What is needed: Beginning with the line that holds "Pin every instance of the river", write out each line exactly as it stands until the end of the data, and include no pictures.

Entries taken from a collection:
■ ■ ■ ■ ■

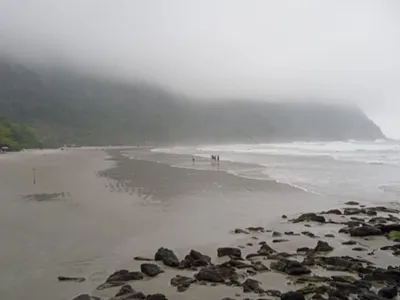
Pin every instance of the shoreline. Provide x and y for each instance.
(123, 207)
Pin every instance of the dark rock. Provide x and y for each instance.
(345, 286)
(390, 227)
(278, 256)
(311, 279)
(126, 289)
(368, 295)
(304, 249)
(292, 296)
(217, 274)
(353, 211)
(389, 275)
(365, 231)
(323, 247)
(156, 297)
(229, 251)
(343, 278)
(280, 241)
(352, 203)
(349, 243)
(237, 264)
(140, 258)
(150, 269)
(183, 287)
(391, 247)
(239, 231)
(388, 292)
(359, 249)
(119, 278)
(308, 233)
(255, 229)
(252, 255)
(273, 293)
(195, 259)
(251, 285)
(291, 267)
(265, 250)
(332, 212)
(83, 297)
(168, 257)
(77, 279)
(178, 280)
(381, 220)
(310, 217)
(260, 267)
(309, 260)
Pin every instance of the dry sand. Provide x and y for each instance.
(88, 214)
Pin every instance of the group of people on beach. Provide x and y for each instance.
(214, 158)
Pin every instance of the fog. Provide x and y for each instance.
(344, 51)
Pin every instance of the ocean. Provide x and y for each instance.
(367, 171)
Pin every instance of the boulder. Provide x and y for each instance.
(179, 280)
(125, 289)
(291, 267)
(151, 270)
(195, 259)
(280, 241)
(239, 231)
(251, 285)
(83, 297)
(77, 279)
(349, 243)
(156, 297)
(323, 247)
(229, 251)
(255, 229)
(332, 212)
(119, 278)
(140, 258)
(265, 250)
(310, 217)
(308, 233)
(352, 203)
(365, 231)
(167, 256)
(292, 296)
(388, 292)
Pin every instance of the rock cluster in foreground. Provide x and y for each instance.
(359, 277)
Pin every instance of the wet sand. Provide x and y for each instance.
(89, 213)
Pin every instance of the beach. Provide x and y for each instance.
(91, 211)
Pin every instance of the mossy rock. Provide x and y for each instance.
(394, 235)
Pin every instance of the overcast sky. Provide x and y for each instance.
(339, 50)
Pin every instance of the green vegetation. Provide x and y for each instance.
(17, 136)
(66, 108)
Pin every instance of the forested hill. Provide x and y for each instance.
(16, 136)
(70, 109)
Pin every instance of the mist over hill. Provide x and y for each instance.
(66, 108)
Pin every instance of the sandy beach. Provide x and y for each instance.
(91, 211)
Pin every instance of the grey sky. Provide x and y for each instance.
(341, 50)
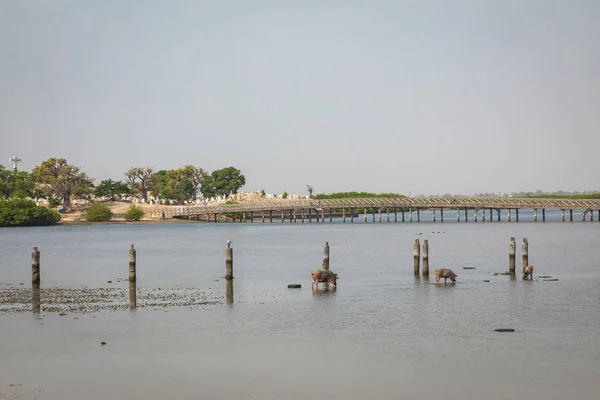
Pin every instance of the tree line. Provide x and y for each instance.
(60, 182)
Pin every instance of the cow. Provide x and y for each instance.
(325, 276)
(444, 273)
(528, 272)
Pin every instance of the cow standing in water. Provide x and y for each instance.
(446, 274)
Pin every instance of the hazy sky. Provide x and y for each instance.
(423, 96)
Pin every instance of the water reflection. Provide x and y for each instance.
(132, 296)
(35, 298)
(229, 291)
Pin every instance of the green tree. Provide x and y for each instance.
(140, 180)
(134, 213)
(19, 212)
(111, 189)
(222, 182)
(16, 184)
(184, 190)
(60, 181)
(99, 212)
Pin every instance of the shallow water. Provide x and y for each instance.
(381, 334)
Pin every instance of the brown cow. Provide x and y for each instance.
(528, 272)
(446, 274)
(325, 276)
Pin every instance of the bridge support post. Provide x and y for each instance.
(512, 251)
(425, 258)
(132, 264)
(525, 252)
(35, 266)
(416, 258)
(228, 262)
(326, 256)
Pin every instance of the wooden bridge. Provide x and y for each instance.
(409, 208)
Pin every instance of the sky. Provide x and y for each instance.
(420, 97)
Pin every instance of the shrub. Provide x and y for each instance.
(99, 212)
(19, 212)
(134, 213)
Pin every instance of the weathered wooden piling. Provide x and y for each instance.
(132, 264)
(425, 258)
(326, 256)
(228, 262)
(416, 257)
(512, 251)
(525, 252)
(35, 266)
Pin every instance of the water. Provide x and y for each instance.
(381, 334)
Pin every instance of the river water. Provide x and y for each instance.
(382, 334)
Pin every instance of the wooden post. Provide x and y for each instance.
(416, 257)
(35, 266)
(525, 252)
(228, 262)
(425, 258)
(326, 256)
(132, 264)
(512, 251)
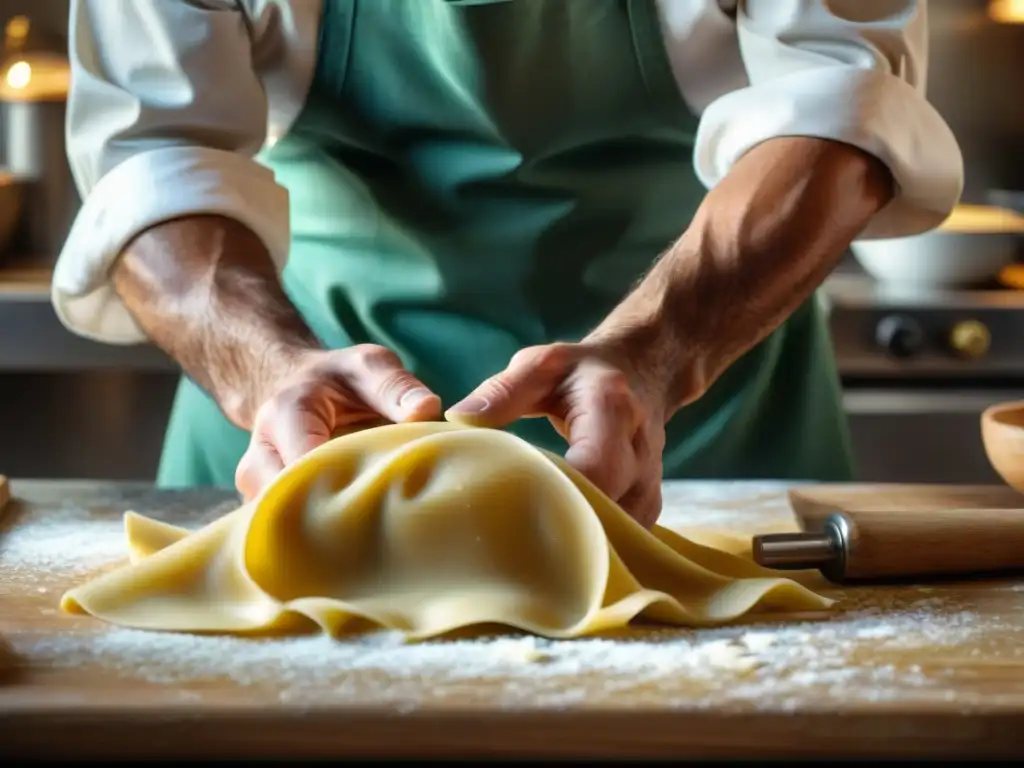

■ ■ ■ ■ ■

Written solution:
Pin every instance of the river water. Provide x and y for each instance.
(382, 334)
Pin every instance of the wooden post. Provide x and y for each instance.
(416, 257)
(35, 266)
(525, 252)
(228, 262)
(425, 258)
(326, 256)
(132, 264)
(512, 251)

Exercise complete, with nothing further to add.